What to produce:
Only a slice of the listing below is wanted. Retype the lines from the one containing "x=107, y=115" through the one containing "x=297, y=66", exactly, both ends included.

[[ Data records open ]]

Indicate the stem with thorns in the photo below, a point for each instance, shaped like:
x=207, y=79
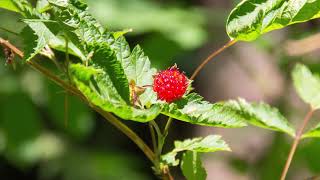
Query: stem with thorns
x=209, y=58
x=295, y=143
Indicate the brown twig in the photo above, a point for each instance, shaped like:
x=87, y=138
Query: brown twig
x=108, y=116
x=12, y=47
x=212, y=55
x=295, y=143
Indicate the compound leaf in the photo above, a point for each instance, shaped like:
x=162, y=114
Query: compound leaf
x=193, y=110
x=307, y=85
x=191, y=166
x=262, y=115
x=252, y=18
x=211, y=143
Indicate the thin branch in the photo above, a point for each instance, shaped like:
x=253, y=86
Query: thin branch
x=108, y=116
x=295, y=143
x=12, y=47
x=210, y=57
x=153, y=137
x=127, y=131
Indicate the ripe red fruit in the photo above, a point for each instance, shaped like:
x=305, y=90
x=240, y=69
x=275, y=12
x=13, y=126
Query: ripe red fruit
x=170, y=84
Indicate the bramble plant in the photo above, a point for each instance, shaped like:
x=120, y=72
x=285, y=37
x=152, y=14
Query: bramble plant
x=119, y=83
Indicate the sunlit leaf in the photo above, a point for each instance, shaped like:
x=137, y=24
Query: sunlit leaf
x=307, y=85
x=191, y=166
x=97, y=86
x=9, y=5
x=313, y=133
x=262, y=115
x=252, y=18
x=193, y=109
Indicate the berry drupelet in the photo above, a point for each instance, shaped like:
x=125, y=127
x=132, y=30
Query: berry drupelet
x=170, y=84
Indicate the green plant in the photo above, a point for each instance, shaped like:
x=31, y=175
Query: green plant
x=101, y=70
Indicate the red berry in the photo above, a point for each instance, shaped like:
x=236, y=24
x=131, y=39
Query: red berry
x=170, y=84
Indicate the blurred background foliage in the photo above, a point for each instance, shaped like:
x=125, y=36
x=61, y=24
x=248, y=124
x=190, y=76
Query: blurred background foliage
x=39, y=140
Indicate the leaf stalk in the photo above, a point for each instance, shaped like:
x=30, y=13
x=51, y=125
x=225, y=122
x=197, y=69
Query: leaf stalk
x=296, y=143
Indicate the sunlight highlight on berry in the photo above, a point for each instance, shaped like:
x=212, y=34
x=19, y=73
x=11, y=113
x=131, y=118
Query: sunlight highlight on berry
x=170, y=84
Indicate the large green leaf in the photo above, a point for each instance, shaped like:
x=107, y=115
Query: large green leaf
x=9, y=5
x=76, y=120
x=210, y=143
x=74, y=16
x=252, y=18
x=98, y=88
x=191, y=166
x=307, y=85
x=193, y=110
x=262, y=115
x=34, y=43
x=137, y=68
x=314, y=132
x=37, y=35
x=104, y=58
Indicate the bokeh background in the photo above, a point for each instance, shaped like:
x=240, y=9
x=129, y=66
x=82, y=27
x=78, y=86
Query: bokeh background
x=37, y=143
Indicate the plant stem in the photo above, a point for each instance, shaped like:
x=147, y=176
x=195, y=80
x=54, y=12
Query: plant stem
x=153, y=137
x=212, y=55
x=108, y=116
x=166, y=129
x=164, y=134
x=295, y=143
x=12, y=32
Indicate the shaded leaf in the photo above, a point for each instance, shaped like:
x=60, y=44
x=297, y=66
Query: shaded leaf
x=191, y=166
x=193, y=110
x=80, y=122
x=35, y=42
x=104, y=58
x=262, y=115
x=251, y=18
x=210, y=143
x=307, y=85
x=79, y=23
x=313, y=133
x=97, y=86
x=19, y=126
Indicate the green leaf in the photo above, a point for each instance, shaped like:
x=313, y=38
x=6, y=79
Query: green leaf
x=104, y=58
x=20, y=126
x=37, y=35
x=98, y=88
x=307, y=85
x=138, y=69
x=9, y=5
x=252, y=18
x=262, y=115
x=313, y=133
x=191, y=166
x=89, y=32
x=193, y=110
x=79, y=123
x=211, y=143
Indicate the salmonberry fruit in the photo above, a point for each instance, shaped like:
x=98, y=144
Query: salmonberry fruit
x=170, y=84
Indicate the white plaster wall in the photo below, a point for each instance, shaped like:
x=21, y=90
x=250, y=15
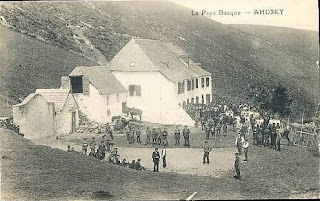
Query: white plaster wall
x=158, y=101
x=195, y=92
x=35, y=118
x=95, y=106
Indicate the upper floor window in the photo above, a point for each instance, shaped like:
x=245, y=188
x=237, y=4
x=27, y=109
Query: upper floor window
x=181, y=87
x=192, y=84
x=188, y=85
x=207, y=82
x=134, y=90
x=76, y=84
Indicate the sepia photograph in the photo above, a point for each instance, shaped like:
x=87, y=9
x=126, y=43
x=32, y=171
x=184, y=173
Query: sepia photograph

[[ Data records closed ]]

Exercise response:
x=107, y=115
Query: large green leaf
x=9, y=5
x=76, y=120
x=210, y=143
x=74, y=16
x=252, y=18
x=98, y=88
x=191, y=166
x=307, y=85
x=193, y=110
x=262, y=115
x=34, y=43
x=137, y=68
x=314, y=132
x=37, y=35
x=104, y=58
Indicate the bokeh background in the photo above, a point for each instance, shaped like:
x=240, y=9
x=129, y=66
x=82, y=27
x=78, y=86
Query: bokeh background
x=37, y=143
Indicate the plant stem in the photo above, a point for each instance, shaped like:
x=147, y=176
x=195, y=80
x=54, y=12
Query: plant stem
x=153, y=137
x=212, y=55
x=108, y=116
x=166, y=129
x=164, y=134
x=295, y=143
x=12, y=32
Indicate the shaded leaf in the photo above, a point for each instance, shaped like:
x=60, y=44
x=297, y=66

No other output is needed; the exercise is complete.